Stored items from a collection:
===

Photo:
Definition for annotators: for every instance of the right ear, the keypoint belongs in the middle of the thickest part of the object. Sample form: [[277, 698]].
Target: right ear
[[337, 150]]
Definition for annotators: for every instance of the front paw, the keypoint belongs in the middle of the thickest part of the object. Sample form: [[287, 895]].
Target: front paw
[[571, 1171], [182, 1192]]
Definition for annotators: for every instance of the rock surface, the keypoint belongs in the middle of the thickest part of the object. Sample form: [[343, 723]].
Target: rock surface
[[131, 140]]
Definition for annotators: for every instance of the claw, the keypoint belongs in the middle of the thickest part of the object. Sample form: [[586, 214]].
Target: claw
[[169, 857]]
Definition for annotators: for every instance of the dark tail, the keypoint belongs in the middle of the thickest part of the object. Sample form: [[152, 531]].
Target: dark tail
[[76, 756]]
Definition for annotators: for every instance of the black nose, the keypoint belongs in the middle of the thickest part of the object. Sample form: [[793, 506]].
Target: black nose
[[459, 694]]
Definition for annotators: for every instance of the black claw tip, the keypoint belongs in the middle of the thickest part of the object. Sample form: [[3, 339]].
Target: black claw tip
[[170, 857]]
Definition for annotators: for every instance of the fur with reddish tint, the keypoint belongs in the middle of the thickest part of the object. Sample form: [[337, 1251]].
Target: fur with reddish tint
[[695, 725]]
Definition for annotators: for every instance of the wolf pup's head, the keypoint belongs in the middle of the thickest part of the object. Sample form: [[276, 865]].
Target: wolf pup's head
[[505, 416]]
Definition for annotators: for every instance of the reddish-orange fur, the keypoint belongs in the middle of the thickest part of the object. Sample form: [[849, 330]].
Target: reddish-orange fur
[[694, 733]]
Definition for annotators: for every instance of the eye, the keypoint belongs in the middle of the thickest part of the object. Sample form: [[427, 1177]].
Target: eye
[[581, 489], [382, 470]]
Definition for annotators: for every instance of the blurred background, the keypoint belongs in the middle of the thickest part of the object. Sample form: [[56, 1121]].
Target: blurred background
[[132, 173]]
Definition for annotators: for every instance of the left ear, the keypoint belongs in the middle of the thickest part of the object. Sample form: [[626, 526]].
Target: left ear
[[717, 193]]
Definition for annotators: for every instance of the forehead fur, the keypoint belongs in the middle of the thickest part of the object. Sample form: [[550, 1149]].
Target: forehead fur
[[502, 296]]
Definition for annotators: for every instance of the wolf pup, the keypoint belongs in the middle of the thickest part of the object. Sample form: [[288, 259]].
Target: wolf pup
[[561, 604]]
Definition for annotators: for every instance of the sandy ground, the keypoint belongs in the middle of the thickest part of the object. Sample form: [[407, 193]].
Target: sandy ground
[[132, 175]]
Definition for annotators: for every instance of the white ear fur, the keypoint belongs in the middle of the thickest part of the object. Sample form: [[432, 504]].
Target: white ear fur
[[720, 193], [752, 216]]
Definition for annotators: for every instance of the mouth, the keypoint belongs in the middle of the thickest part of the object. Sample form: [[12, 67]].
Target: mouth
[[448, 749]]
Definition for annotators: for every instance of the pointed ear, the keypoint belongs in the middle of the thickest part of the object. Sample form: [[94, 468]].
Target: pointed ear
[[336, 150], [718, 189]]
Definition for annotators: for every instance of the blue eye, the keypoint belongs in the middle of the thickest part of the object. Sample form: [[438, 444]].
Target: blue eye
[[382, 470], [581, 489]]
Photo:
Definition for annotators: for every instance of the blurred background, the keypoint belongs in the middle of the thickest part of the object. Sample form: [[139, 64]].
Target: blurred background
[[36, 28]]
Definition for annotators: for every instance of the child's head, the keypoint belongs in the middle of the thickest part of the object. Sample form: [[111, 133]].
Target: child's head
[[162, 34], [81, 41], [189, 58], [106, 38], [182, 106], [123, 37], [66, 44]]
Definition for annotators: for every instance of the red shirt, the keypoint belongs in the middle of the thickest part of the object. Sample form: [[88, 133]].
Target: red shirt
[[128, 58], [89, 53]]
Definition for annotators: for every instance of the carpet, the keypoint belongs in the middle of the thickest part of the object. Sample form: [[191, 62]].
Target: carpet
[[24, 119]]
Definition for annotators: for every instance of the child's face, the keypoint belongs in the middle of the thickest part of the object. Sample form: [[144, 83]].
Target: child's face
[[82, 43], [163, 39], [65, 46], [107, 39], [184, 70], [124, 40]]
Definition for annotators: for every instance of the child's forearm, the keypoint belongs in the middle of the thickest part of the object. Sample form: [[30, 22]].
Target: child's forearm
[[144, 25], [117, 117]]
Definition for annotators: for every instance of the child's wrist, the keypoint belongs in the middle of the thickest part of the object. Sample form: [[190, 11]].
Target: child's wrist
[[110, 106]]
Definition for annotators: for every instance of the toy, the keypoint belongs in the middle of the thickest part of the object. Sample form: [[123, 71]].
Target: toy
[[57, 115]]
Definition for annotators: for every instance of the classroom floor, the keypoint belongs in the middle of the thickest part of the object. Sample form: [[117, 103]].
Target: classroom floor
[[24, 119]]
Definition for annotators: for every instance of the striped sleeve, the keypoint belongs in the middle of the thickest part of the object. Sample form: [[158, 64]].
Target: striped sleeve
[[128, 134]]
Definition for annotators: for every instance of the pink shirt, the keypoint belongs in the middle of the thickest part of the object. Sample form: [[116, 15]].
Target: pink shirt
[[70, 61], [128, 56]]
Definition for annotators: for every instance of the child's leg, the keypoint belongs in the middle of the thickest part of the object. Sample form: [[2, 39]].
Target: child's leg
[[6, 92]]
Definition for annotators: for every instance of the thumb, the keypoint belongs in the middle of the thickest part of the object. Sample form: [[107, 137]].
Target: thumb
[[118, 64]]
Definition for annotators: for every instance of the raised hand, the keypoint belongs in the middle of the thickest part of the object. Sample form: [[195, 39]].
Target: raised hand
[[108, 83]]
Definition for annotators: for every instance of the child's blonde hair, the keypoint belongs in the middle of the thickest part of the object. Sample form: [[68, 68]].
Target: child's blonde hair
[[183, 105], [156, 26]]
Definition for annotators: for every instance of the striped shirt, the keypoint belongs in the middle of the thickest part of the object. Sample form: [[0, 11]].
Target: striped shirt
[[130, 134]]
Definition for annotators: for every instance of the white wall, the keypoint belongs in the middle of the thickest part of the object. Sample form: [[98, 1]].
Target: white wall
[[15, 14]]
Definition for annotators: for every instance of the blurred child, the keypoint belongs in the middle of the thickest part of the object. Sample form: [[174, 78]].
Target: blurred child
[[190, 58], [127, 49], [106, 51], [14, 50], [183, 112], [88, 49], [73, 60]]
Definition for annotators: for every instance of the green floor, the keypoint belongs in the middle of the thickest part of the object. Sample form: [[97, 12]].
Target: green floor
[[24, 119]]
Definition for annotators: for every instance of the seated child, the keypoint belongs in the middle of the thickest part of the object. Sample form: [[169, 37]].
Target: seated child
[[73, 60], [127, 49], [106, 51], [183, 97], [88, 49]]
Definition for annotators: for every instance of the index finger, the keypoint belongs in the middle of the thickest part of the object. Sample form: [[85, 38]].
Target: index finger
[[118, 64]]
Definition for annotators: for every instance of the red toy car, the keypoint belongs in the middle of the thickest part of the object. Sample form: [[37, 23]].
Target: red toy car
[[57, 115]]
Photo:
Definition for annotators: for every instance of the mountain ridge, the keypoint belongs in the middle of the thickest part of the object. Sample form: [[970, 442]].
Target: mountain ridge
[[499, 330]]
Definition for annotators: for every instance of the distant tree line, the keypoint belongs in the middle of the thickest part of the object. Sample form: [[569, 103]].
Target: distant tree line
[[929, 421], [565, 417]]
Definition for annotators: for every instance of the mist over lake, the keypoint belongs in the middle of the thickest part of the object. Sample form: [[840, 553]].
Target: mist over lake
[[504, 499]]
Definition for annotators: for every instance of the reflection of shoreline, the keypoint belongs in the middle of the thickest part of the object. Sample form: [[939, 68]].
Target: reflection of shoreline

===

Would you retype the lines above from the one with "Target: child's face" down to the one with "form: [[190, 11]].", word for word, both ends included and no other lines?

Target: child's face
[[82, 43], [163, 39], [65, 46], [107, 39], [184, 70], [124, 40]]
Definition for annotators: for every instance of the child's forearm, the keypoint belongs in the middle of the thickest part of the object. Sample form: [[30, 22]].
Target: child's forearm
[[144, 25], [117, 117]]
Definition for annotators: for every instance of the child's wrist, the keypoint belongs in the middle of the thickest part of the object. Sample form: [[190, 11]].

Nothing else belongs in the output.